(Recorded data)

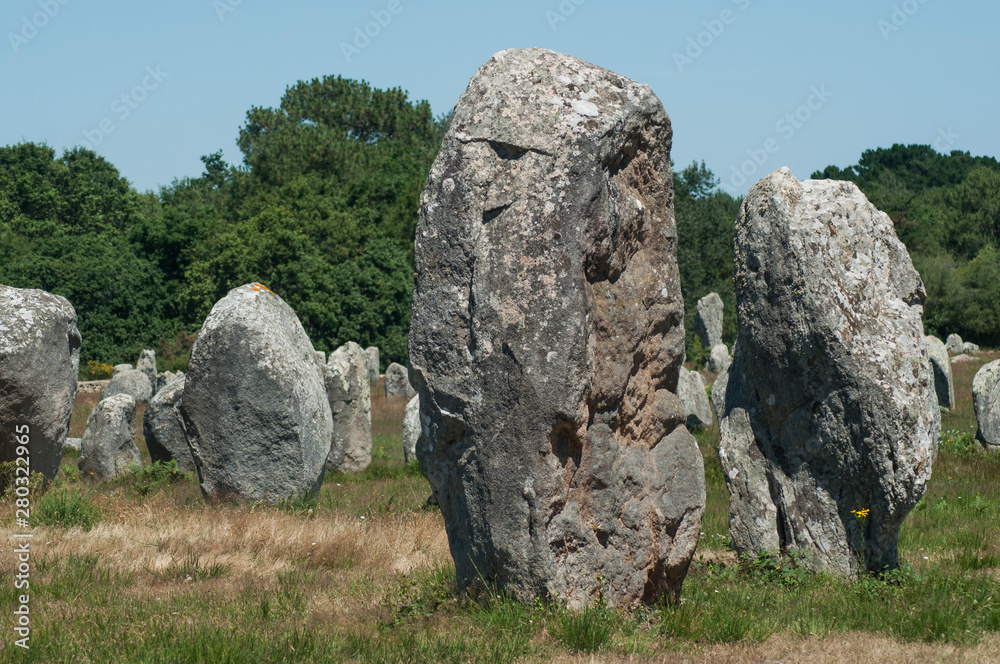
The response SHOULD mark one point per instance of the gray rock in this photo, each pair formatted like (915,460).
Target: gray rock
(954,344)
(829,403)
(163,379)
(547,335)
(691,390)
(39,364)
(411,429)
(708,320)
(372,353)
(147,365)
(397,383)
(255,406)
(986,399)
(163,427)
(943,386)
(349,392)
(108,446)
(131,382)
(719,358)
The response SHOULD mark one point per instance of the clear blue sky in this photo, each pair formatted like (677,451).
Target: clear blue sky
(876,72)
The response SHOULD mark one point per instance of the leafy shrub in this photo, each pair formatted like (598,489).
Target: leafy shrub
(62,506)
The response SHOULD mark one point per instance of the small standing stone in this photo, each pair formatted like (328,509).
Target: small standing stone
(708,320)
(691,390)
(108,446)
(943,387)
(163,427)
(349,391)
(411,429)
(397,383)
(986,399)
(147,365)
(718,360)
(372,353)
(955,345)
(131,382)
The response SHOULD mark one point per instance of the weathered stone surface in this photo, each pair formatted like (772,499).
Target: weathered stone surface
(108,446)
(547,335)
(349,391)
(829,401)
(163,427)
(691,390)
(39,363)
(718,359)
(397,383)
(411,429)
(372,353)
(986,399)
(255,406)
(147,365)
(954,344)
(131,382)
(943,386)
(708,321)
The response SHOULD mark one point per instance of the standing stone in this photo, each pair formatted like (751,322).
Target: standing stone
(397,383)
(719,358)
(108,445)
(131,382)
(547,337)
(708,321)
(986,399)
(349,392)
(955,345)
(372,353)
(163,427)
(147,365)
(411,429)
(254,404)
(39,364)
(937,352)
(829,401)
(691,390)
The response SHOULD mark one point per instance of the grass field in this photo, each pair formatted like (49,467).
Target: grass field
(142,570)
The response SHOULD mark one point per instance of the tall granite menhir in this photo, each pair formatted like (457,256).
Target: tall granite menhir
(547,336)
(829,406)
(255,408)
(39,362)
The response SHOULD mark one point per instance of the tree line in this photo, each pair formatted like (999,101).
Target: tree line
(323,211)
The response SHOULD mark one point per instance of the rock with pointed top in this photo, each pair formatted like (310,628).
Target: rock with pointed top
(255,406)
(108,446)
(547,337)
(829,403)
(163,427)
(708,321)
(39,364)
(349,392)
(397,383)
(131,382)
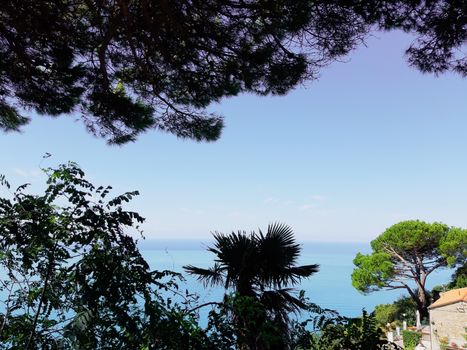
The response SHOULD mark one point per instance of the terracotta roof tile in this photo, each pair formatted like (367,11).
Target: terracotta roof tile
(450,297)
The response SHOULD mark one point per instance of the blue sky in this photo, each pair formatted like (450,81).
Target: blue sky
(371,143)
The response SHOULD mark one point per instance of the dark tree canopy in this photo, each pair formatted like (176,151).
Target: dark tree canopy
(405,255)
(130,66)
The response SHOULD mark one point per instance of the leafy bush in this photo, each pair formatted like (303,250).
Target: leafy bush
(411,339)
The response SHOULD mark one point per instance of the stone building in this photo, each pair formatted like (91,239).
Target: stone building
(448,320)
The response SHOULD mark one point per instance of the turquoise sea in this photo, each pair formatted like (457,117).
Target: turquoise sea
(330,288)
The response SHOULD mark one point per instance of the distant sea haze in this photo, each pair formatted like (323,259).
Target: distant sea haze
(330,288)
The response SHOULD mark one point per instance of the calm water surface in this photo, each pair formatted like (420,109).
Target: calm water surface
(331,287)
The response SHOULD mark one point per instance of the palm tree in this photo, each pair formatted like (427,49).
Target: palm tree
(259,266)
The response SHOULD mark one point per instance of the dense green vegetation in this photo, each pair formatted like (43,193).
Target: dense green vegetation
(130,66)
(405,255)
(72,277)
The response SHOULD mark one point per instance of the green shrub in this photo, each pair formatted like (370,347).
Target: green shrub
(411,339)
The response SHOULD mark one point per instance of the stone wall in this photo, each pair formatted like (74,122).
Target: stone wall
(449,321)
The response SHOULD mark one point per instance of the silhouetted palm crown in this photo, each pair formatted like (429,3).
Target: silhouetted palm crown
(258,265)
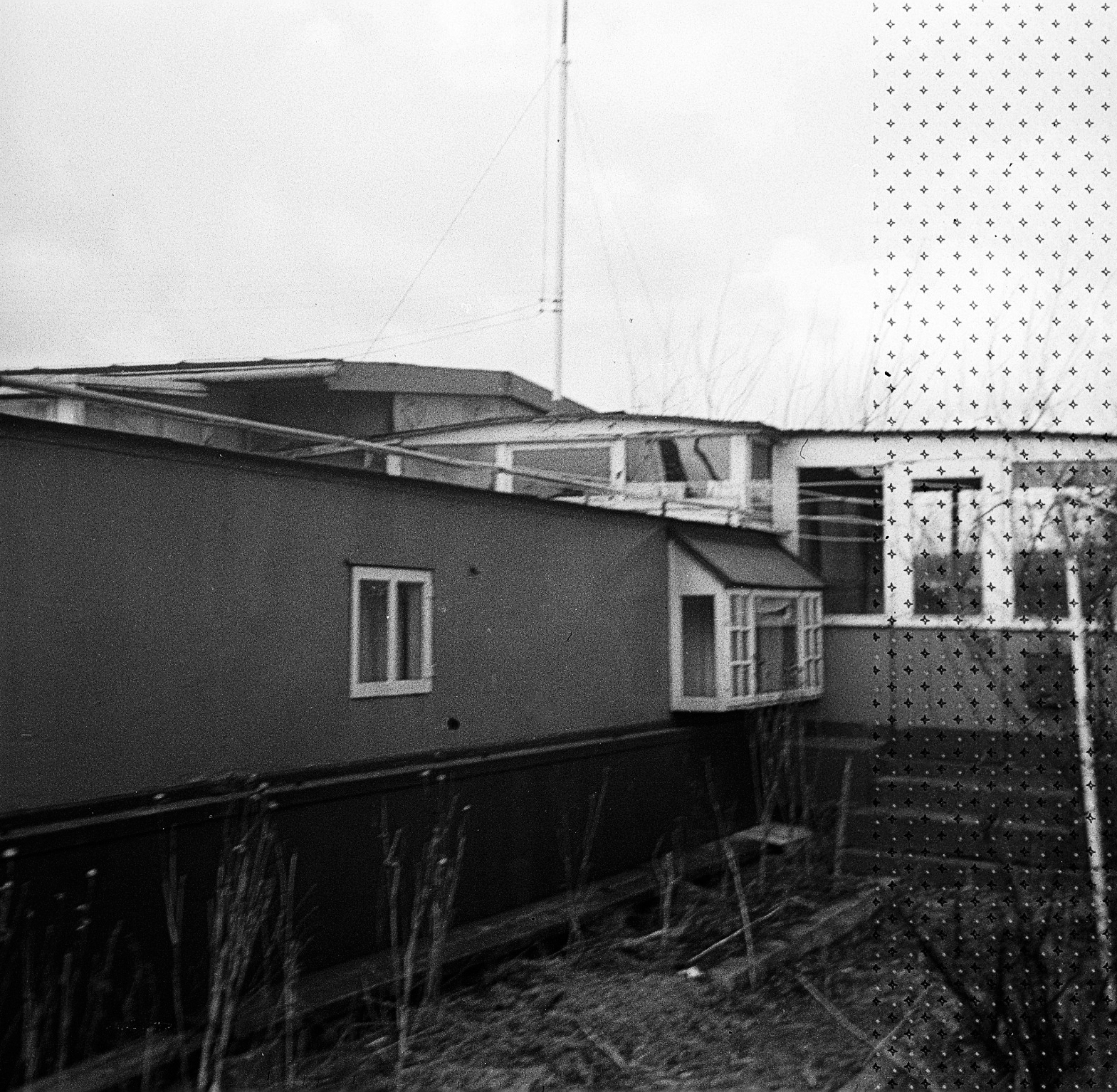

### Task objective
From the data, pull out each line that contains the word "field", matching case exactly.

### Output of the exercise
The response SHOULD mark one point per instance of the grass field in this photo, each pair formatted like (49,467).
Target: grass field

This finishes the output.